EXTRAIT SOURCE:
▼▼▼

J’espère que les interprètes peuvent m’entendre. J’ai fait quelques ajustements à mon microphone.
Je tiens tout d’abord à souhaiter la bienvenue à tous les intervenants d’aujourd’hui. Je suis vraiment ravi que Manny Jules, Harold Calla et cet ancien gars du Nord, Ernie Daniels — un de mes collègues de longue date —, comparaissent devant nous.
Ils ont soulevé des points très intéressants. J’espère, monsieur le président, que ces trois témoins nous fourniront les documents auxquels certains d’entre eux ont fait référence, afin que le Comité puisse les utiliser dans le cadre de l'examen qu'il mène sur cette question.
Je n’ai pas besoin de dire à ces trois personnes à quel point cette question est importante. L’examen des obstacles et de la question de la réconciliation économique est très important pour nous si nous voulons avancer. C’est une grande partie de la réconciliation. Dans les Territoires du Nord-Ouest, nous avons beaucoup travaillé sur cette question parce qu’elle doit faire partie du plan de reconstruction et de reconstitution des nations. Il s'agit en fait de savoir comment nous allons nous gouverner et comment nous allons nous financer. Le plan de financement doit être très diversifié parce qu’il n’y a pas un pot unique d’argent dans lequel nous pouvons puiser.

▲▲▲

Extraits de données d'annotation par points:
▼▼▼

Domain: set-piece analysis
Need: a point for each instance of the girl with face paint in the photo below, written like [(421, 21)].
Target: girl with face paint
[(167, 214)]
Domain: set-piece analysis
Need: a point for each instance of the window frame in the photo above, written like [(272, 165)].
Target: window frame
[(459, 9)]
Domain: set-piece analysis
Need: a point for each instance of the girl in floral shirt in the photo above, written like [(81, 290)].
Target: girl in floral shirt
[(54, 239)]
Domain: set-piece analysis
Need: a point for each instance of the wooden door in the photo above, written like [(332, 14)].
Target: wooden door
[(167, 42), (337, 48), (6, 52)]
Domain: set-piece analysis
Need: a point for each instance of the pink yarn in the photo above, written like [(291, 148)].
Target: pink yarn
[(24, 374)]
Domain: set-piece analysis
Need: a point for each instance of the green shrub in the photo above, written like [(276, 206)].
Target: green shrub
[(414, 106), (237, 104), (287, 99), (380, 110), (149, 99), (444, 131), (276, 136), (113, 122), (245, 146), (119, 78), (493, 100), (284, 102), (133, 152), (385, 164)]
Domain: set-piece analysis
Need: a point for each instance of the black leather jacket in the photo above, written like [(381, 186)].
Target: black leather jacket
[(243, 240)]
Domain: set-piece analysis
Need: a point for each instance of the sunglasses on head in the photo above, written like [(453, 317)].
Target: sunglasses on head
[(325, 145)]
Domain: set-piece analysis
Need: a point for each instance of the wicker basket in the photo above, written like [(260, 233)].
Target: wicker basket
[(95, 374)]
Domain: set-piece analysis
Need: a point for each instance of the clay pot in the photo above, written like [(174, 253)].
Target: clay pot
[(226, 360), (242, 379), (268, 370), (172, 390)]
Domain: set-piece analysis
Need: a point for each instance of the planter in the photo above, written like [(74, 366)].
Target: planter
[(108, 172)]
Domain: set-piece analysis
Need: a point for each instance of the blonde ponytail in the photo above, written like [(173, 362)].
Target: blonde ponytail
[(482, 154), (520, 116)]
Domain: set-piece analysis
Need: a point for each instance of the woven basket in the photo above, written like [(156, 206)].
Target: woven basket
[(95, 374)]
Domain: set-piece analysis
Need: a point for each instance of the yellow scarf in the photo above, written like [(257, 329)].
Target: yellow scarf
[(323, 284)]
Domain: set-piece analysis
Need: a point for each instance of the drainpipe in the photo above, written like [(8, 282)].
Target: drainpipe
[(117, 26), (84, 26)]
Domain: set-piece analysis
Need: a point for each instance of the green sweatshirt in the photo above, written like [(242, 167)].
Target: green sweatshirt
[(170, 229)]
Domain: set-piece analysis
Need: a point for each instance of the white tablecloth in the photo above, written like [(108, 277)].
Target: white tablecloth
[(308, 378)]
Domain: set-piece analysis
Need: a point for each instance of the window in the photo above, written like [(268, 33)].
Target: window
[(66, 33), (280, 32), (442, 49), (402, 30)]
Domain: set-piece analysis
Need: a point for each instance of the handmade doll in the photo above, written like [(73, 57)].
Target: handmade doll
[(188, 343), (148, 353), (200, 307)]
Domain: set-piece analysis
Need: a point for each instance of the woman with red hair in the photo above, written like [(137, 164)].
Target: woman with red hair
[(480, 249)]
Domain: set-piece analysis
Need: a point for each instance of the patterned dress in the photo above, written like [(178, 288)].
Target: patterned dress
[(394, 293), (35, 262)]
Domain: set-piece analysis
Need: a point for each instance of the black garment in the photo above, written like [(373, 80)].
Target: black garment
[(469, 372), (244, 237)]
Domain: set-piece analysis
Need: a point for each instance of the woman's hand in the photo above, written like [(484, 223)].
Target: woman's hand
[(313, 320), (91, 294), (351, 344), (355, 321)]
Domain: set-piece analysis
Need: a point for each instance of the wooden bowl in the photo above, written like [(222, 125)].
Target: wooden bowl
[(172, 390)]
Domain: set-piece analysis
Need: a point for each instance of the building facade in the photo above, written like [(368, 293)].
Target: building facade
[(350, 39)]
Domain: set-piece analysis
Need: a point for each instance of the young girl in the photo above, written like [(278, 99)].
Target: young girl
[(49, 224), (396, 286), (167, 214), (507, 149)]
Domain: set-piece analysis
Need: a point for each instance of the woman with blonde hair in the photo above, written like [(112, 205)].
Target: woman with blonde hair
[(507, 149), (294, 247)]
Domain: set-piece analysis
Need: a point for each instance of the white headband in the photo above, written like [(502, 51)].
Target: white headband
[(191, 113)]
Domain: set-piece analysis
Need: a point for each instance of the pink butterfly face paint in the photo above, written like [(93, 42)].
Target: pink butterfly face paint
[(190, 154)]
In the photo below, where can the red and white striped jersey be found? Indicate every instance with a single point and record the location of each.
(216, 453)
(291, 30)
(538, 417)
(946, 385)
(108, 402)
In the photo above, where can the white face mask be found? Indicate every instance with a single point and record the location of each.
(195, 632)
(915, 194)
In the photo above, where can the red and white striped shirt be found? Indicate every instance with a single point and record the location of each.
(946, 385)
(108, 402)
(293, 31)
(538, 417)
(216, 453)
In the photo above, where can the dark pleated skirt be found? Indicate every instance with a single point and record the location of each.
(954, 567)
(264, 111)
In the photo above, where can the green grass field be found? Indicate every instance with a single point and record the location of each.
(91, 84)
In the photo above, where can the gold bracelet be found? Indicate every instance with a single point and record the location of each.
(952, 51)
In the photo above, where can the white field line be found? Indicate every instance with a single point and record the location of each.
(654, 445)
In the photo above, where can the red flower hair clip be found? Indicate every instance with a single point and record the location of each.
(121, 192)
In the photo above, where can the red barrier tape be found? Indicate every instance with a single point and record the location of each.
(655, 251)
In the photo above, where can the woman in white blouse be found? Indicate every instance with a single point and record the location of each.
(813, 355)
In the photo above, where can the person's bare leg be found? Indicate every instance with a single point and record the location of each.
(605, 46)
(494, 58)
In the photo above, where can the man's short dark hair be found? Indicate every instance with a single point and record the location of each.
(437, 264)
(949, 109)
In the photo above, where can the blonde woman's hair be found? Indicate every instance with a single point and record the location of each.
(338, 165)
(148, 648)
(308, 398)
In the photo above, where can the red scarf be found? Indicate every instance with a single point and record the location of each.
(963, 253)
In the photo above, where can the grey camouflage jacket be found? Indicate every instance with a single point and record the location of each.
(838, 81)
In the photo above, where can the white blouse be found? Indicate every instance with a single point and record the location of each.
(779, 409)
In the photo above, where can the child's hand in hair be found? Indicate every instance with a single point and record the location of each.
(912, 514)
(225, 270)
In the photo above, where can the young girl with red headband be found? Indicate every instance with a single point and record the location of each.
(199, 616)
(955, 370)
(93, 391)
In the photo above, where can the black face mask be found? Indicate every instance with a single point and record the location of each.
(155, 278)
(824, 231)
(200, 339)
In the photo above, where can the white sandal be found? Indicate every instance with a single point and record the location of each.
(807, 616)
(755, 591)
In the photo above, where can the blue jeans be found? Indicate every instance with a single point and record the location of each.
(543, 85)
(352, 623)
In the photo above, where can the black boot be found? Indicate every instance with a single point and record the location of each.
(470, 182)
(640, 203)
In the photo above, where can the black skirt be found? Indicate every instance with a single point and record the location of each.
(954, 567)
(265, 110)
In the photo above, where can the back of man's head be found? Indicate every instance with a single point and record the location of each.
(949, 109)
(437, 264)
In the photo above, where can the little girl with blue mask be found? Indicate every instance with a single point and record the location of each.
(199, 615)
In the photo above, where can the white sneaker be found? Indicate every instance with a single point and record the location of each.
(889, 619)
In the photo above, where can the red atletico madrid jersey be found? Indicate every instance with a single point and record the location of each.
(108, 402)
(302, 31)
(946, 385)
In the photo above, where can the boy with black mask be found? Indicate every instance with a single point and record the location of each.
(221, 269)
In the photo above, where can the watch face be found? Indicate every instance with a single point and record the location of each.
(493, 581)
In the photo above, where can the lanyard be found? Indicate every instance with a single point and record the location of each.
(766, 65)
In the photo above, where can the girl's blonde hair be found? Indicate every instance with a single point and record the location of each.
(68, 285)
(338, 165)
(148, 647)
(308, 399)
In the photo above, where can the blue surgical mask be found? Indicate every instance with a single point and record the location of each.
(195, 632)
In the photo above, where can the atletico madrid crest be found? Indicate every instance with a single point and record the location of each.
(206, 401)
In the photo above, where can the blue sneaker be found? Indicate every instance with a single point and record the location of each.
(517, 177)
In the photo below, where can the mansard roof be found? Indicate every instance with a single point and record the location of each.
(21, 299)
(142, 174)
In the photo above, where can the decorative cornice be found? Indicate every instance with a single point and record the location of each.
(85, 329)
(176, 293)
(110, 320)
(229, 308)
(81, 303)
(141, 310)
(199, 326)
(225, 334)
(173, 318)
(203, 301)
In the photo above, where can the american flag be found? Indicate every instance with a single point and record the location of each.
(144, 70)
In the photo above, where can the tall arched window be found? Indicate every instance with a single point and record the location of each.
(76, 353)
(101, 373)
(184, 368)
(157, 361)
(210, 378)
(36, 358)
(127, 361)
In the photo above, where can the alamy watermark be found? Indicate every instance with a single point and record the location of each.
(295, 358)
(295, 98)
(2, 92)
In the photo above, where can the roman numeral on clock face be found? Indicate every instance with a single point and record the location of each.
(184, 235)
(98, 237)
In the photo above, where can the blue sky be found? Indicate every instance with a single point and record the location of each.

▲▲▲

TRAVAIL À RÉALISER:
D'après l'extrait source, pourquoi le plan de financement doit-il être très diversifié ? Appuyez-vous uniquement sur l'extrait source.

RÉSULTAT FINAL:
Parce qu'il n'y a pas un pot unique d'argent dans lequel on peut puiser.